* _PROBLEM REQUIREMENTS_: Copy the data below word for word, keeping every line unchanged and in its original order.

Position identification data
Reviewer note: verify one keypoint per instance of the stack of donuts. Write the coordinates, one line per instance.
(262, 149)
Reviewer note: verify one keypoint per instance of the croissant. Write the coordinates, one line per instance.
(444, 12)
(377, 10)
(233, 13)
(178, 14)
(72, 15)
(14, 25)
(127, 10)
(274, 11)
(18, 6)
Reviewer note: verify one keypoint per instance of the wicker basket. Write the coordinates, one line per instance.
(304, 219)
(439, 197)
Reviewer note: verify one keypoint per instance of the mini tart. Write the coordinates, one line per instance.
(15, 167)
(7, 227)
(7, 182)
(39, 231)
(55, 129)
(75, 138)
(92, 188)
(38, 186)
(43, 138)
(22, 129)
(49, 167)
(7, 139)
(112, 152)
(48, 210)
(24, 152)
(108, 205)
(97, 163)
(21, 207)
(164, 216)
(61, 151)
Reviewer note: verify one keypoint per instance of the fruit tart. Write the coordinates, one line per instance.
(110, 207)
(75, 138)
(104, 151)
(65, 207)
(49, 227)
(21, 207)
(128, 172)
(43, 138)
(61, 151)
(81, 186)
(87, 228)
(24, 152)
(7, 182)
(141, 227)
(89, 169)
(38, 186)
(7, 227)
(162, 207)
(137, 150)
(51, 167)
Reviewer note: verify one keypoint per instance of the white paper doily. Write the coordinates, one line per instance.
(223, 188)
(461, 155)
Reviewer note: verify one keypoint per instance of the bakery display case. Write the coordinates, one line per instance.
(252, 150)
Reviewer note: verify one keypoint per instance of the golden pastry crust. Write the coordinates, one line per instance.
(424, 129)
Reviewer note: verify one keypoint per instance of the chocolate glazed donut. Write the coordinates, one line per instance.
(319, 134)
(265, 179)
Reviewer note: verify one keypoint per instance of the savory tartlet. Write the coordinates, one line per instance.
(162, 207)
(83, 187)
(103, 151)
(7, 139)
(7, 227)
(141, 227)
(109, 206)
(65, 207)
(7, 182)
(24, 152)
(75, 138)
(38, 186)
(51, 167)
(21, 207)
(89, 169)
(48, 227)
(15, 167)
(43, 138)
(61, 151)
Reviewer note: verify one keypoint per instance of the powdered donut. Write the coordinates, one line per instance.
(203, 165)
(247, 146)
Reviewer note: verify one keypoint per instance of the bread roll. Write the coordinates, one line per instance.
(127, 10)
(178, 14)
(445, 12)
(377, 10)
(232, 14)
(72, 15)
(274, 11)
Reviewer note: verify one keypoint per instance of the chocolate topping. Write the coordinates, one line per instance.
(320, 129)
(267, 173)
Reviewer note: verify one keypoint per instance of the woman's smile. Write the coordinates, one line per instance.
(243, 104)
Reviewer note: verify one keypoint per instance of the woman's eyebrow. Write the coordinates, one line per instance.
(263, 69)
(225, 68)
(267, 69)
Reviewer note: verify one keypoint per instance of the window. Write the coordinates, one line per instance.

* _RESULT FOR THIS EXERCISE_:
Reviewer note: verify one keypoint per instance of the stack of donuts. Write the coordinates, one line per instance.
(262, 149)
Reviewer note: verify one keypoint per instance of the croissant. Write the coordinates, one line per instance.
(444, 12)
(377, 10)
(233, 13)
(178, 14)
(72, 15)
(14, 25)
(127, 10)
(274, 11)
(18, 6)
Reviewer note: verify one keypoint per instance of the wicker basket. Write the coordinates, one line per instance.
(304, 219)
(439, 197)
Reviewer note: verify one keypoint per instance of the mini tart. Write the coordinates, one line per instance.
(15, 167)
(7, 227)
(7, 182)
(39, 231)
(55, 129)
(75, 138)
(92, 188)
(38, 186)
(43, 138)
(22, 129)
(49, 167)
(7, 139)
(112, 152)
(48, 210)
(24, 152)
(108, 205)
(97, 163)
(21, 207)
(164, 216)
(61, 151)
Reviewer note: verify one keypoint per instance of the fruit tart. Write the coordinates, one line per instance.
(110, 207)
(75, 138)
(104, 151)
(65, 207)
(49, 227)
(21, 207)
(128, 172)
(43, 138)
(61, 151)
(81, 186)
(87, 228)
(24, 152)
(7, 182)
(141, 227)
(89, 169)
(38, 186)
(7, 227)
(162, 207)
(137, 150)
(51, 167)
Reviewer note: verify one keypoint per instance of the white paper doily. Write the coordinates, one line per instance.
(223, 188)
(461, 155)
Reviewer note: verify one keypoint per instance of the bakery display case. Write the coordinates, one line per instance.
(252, 150)
Reviewer note: verify one keypoint per instance of the golden pastry crust. Write the coordinates, one line per instance.
(424, 129)
Reviewer note: verify one keypoint per instance of the chocolate glazed donut. Write the coordinates, one line per instance.
(319, 134)
(265, 179)
Reviewer note: verify one keypoint per instance of the savory tartlet. Write the coordinates, one line per instance.
(162, 207)
(83, 187)
(103, 151)
(7, 139)
(7, 227)
(141, 227)
(109, 206)
(65, 207)
(7, 182)
(24, 152)
(75, 138)
(38, 186)
(51, 167)
(21, 207)
(89, 169)
(48, 227)
(15, 167)
(43, 138)
(61, 151)
Reviewer note: verify one keypoint per instance of the powdered donut. Write the coordinates, one line per instance.
(203, 165)
(247, 146)
Reviewer note: verify one keypoint per instance of the bread roll. Write the coordinates, one line per instance.
(127, 10)
(178, 14)
(445, 12)
(377, 10)
(232, 14)
(72, 15)
(274, 11)
Reviewer note: verify one keypoint per instance of the chocolate topping. Write the coordinates, one line per instance.
(320, 129)
(267, 173)
Reviewer note: verify one keypoint per instance of the woman's smile. Write the coordinates, one line per instance.
(243, 104)
Reviewer note: verify one keypoint per instance of the woman's eyebrow. Write the coordinates, one line per instance.
(263, 69)
(225, 68)
(267, 69)
Reviewer note: verify one keypoint per instance of the window. Write the coordinates, one line per instance.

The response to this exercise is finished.